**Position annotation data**

========================

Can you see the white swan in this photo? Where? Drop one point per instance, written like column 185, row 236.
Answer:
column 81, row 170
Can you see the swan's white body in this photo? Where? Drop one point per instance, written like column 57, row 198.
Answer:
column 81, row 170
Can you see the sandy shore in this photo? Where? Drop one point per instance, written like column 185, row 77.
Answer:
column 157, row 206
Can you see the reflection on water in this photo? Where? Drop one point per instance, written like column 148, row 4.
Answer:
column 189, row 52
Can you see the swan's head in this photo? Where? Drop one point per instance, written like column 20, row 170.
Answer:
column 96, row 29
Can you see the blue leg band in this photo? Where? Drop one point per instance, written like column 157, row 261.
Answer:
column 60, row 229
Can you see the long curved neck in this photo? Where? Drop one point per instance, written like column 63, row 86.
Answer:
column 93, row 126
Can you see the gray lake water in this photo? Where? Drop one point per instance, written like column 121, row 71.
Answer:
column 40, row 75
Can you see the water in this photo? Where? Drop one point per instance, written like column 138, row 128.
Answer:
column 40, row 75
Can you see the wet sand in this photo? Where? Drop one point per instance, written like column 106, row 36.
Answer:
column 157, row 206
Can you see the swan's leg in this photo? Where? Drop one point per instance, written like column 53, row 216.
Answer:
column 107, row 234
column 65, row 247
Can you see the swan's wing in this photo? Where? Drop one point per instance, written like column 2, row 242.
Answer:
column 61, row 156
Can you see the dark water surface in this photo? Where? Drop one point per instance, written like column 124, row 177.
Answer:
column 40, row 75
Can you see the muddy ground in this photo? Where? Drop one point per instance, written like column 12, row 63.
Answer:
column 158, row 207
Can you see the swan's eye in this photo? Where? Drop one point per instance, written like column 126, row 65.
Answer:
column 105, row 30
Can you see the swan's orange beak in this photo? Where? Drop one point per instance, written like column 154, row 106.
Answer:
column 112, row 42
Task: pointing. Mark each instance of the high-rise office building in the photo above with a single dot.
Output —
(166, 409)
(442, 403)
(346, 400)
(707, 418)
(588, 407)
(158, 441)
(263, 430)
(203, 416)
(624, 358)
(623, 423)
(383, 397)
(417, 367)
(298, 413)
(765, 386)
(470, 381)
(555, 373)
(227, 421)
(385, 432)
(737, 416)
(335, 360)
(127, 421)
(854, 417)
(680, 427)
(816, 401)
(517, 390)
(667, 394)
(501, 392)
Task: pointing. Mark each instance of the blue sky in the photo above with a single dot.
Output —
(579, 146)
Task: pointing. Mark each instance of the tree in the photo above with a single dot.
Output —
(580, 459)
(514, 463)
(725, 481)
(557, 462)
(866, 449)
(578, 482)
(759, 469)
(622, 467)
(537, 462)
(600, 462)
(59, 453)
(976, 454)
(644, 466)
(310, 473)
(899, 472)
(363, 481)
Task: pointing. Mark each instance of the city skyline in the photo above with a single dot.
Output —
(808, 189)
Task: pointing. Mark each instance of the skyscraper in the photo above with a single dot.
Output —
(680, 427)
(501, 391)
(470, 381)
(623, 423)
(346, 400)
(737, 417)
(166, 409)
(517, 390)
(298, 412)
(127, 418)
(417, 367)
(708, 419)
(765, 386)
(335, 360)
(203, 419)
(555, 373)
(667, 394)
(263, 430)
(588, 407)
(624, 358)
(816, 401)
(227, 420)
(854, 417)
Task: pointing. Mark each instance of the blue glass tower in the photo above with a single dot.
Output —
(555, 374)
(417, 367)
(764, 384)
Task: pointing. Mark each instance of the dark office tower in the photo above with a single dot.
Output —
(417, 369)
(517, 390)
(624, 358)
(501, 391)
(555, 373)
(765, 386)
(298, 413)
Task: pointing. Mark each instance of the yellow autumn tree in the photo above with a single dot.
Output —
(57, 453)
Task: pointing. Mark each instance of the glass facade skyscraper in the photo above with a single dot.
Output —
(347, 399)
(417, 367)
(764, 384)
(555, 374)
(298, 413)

========================

**The problem**
Can you rewrite the data above with every "instance" swapped for "occurrence" and nothing else changed?

**Answer**
Can you see the white swan in this photo? Where? Drop one point per occurrence, written like column 185, row 236.
Answer:
column 81, row 170
Can you see the swan's white body in this photo? Where? Drop one point per occurrence, written like column 57, row 198.
Answer:
column 81, row 170
Can you see the sandy shore in this photo? Where? Drop one point per occurrence, written like column 185, row 77.
Answer:
column 157, row 206
Can you see the reflection on water in this photo? Where? Drop one point per occurrence, written like column 148, row 4.
Answer:
column 189, row 52
Can you see the swan's head in this photo? Where? Drop one point per occurrence, written like column 20, row 170.
Answer:
column 96, row 29
Can you see the blue leg band in this photo? Where? Drop one point per occurrence, written like column 157, row 261.
Answer:
column 60, row 229
Can you see the long curved neck in this photo? Where? Drop one point per occurrence, written like column 63, row 86.
Answer:
column 93, row 126
Can you see the gray lake water in this photo? Where? Drop one point per occurrence, written like column 121, row 71.
Answer:
column 40, row 75
Can you see the water in this photo? Where? Drop one point per occurrence, written like column 138, row 128.
Answer:
column 40, row 75
Can you see the wet sand in this photo? Where? Drop one point per occurrence, written like column 106, row 36.
Answer:
column 157, row 206
Can you see the swan's leg in this photo? Where? Drop one point per occurrence, written like column 53, row 216.
Answer:
column 107, row 234
column 65, row 247
Can you see the swan's wing in this photo? Where? Drop one point per occurrence, written like column 2, row 242.
Answer:
column 61, row 156
Can you see the dark water surface in this photo? Where? Drop one point per occurrence, written like column 124, row 177.
Answer:
column 40, row 75
Can you see the muddy ground in this photo? Where? Drop one point per occurrence, written like column 12, row 63.
Answer:
column 158, row 207
Can you see the swan's eye in this photo? Where? Drop one point per occurrence, written like column 126, row 65.
Answer:
column 105, row 30
Can you see the swan's orange beak in this photo? Where? Drop one point per occurrence, written like column 154, row 106.
Answer:
column 112, row 42
Task: pointing. Mark each occurrence of the high-rise office building in the photo above with a single dot.
Output —
(166, 409)
(442, 403)
(346, 400)
(707, 418)
(588, 407)
(158, 441)
(263, 430)
(203, 416)
(624, 358)
(623, 423)
(383, 397)
(417, 367)
(298, 413)
(765, 386)
(470, 381)
(555, 373)
(227, 421)
(385, 432)
(737, 416)
(335, 360)
(127, 421)
(854, 417)
(680, 427)
(816, 401)
(517, 390)
(667, 394)
(501, 392)
Task: pointing. Mark each occurrence of the blue sky in the photo above with a single dot.
Output —
(579, 146)
Task: pointing. Mark each occurrence of the tree in the photo above with a single dot.
Output —
(580, 459)
(514, 463)
(725, 481)
(557, 462)
(866, 449)
(578, 482)
(759, 469)
(622, 467)
(537, 462)
(600, 462)
(59, 453)
(976, 454)
(644, 466)
(310, 473)
(899, 472)
(363, 481)
Task: pointing. Mark each occurrence of the city skyline in the photo above with a single dot.
Output —
(808, 189)
Task: pointing. Mark each occurrence of the skyscraper in the photo above with a single dot.
Output —
(680, 427)
(501, 391)
(470, 381)
(623, 423)
(346, 400)
(737, 417)
(166, 409)
(517, 390)
(298, 412)
(127, 418)
(417, 367)
(708, 419)
(765, 386)
(335, 360)
(203, 419)
(555, 373)
(667, 394)
(263, 430)
(588, 407)
(624, 358)
(816, 401)
(227, 420)
(854, 417)
Task: pointing. Mark each occurrence of the blue glass tower in the photo above with a single dot.
Output —
(555, 374)
(417, 367)
(764, 384)
Task: pointing. Mark each occurrence of the dark office tower in the photo above with a single dot.
Output —
(417, 369)
(517, 390)
(624, 358)
(501, 391)
(555, 373)
(765, 386)
(298, 413)
Task: pointing. Mark each occurrence of the yellow autumn tree in the photo above with a single dot.
Output —
(57, 453)
Task: pointing. Mark each occurrence of the glass facade skyscraper in the photo above with a single dot.
Output —
(347, 399)
(417, 367)
(764, 384)
(555, 374)
(298, 413)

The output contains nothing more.